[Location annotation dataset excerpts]
□ □ □ □ □ □ □
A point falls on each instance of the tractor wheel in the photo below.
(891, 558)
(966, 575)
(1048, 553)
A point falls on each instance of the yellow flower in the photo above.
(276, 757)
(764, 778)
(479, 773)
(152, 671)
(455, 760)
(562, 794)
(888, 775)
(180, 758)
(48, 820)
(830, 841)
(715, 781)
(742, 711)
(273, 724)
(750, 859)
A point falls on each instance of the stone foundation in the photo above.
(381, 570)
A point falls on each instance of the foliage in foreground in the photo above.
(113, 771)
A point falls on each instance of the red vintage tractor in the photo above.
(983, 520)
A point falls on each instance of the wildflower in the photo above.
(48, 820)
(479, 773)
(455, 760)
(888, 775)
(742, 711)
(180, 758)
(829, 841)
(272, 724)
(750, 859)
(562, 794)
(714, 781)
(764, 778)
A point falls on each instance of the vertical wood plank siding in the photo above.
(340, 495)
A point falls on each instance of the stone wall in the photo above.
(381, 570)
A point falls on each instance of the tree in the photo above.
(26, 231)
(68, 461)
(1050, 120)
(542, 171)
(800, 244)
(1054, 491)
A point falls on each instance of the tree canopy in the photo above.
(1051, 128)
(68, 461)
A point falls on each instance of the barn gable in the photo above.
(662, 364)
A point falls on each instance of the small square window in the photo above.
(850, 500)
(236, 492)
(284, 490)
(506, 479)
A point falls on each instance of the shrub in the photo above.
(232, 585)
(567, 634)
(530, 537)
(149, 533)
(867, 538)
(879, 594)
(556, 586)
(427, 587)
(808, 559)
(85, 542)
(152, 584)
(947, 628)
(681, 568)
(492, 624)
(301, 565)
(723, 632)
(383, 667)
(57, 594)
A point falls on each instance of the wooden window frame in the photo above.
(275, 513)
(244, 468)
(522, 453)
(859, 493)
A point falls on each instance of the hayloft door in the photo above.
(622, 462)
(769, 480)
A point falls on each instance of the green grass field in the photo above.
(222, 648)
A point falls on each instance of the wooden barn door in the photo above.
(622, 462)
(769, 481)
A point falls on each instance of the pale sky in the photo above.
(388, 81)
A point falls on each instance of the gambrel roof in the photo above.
□ □ □ □ □ □ □
Write out exactly the lines from the line holding "A point falls on each instance of the tree in" through the last line of the data, and nothing besides those lines.

◆ Exercise response
A point falls on each instance of the tree in the photo above.
(26, 231)
(68, 461)
(1050, 120)
(542, 171)
(800, 244)
(1054, 491)
A point falls on each instance of the tree canopy in the photo above.
(1051, 128)
(68, 461)
A point falls on each instance of the barn gable in the photo above.
(662, 364)
A point falls on each instance of the small square window in the photo above.
(850, 500)
(236, 492)
(284, 490)
(506, 479)
A point falls on each instance of the shrub in the photo above.
(232, 585)
(567, 634)
(530, 537)
(149, 533)
(867, 538)
(879, 594)
(556, 586)
(427, 587)
(808, 559)
(85, 542)
(152, 584)
(947, 628)
(681, 568)
(492, 624)
(301, 565)
(723, 632)
(383, 667)
(57, 594)
A point falls on each instance of the wooden window frame in the photo above.
(275, 513)
(244, 468)
(522, 453)
(859, 493)
A point falls on each instance of the hayloft door in the photo above.
(622, 462)
(769, 480)
A point falls on each instance of the green grass field in the photo above.
(222, 648)
A point falls on each instance of the wooden barn door in the photo above.
(622, 462)
(769, 481)
A point falls on each instance of the pale sky in the photo above.
(388, 81)
A point falls on each instance of the gambrel roof in the photo above.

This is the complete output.